§ TEXTE FOURNI:
* * * * * * * * *

Répression pour empêcher l’approvisionnement des « écureuils » de la Crem’arbre, en février 2024. – X / La Voie est Libre
La coordination anti-repression de l’A69, qui regroupe des collectifs d’opposants au projet d’autoroute, a comptabilisé les gardes à vue, poursuites et détentions subies par les militants. Des dizaines de procès sont à venir.
Des centaines de gardes à vue, 130 personnes poursuivies, 60 procès passés et à venir, 7 personnes placées en détention, 44 personnes sous contrôle judiciaire et 27 privées de territoire… C’est le bilan de la répression subie depuis le début des travaux de l’A69, en février 2023, par les opposants au projet. Un comptage établi par la coordination anti-rep (anti-répression) de l’autoroute (ARA), qui regroupe des collectifs menant la fronde, et publié dans un communiqué jeudi 8 août. Dans le détail, une personne a été condamnée et a purgé quatre mois de prison ferme, une autre six mois. Quatre militants ont écopé de six mois d’emprisonnement avec aménagement de peine, sous bracelet à domicile.

* * * * * * * * *

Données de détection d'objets
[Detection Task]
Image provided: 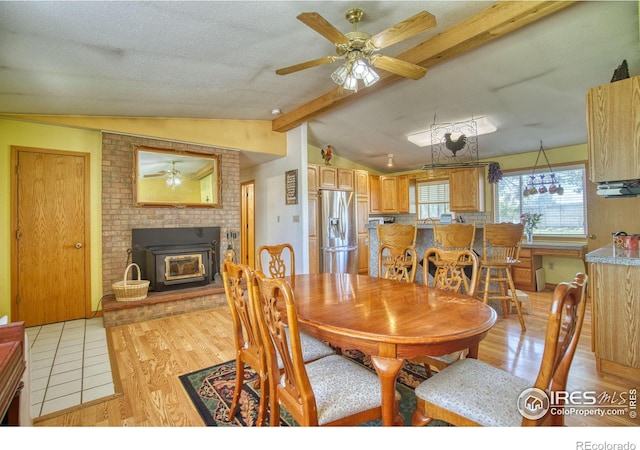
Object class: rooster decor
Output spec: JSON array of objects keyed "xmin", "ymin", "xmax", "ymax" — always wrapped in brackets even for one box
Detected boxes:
[
  {"xmin": 320, "ymin": 145, "xmax": 333, "ymax": 166},
  {"xmin": 444, "ymin": 133, "xmax": 467, "ymax": 156}
]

* * * * * * * * *

§ CONSIGNE: Prolonge l'article sur la répression visant les opposants à l'autoroute A69 en reprenant après sa dernière phrase.

§ RÉSULTAT:
Parmi les militants recensés placés en garde à vue figure Geoffrey, professeur tarnais de 39 ans. « Ils cherchent à nous mettre la pression et à nous intimider », résume le membre de La Voie est libre (LVEL). Comme 9 autres militants de son collectif, d’Attac et du Groupe national de surveillance des arbres (GNSA), il a été placé en garde à vue le 30 mai dernier pour « complicité de dégradation de biens » et « violence sur gendarmes » lors de la manifestation du 9 décembre 2023 contre des centrales à bitume. À cette occasion, une cabane de chantier a été incendiée et une voiture du constructeur de la future autoroute NGE a été dégradée. Ils ont tous été relâchés sans poursuites au bout de quelques heures.
« Ils m’ont traité comme un criminel, un terroriste »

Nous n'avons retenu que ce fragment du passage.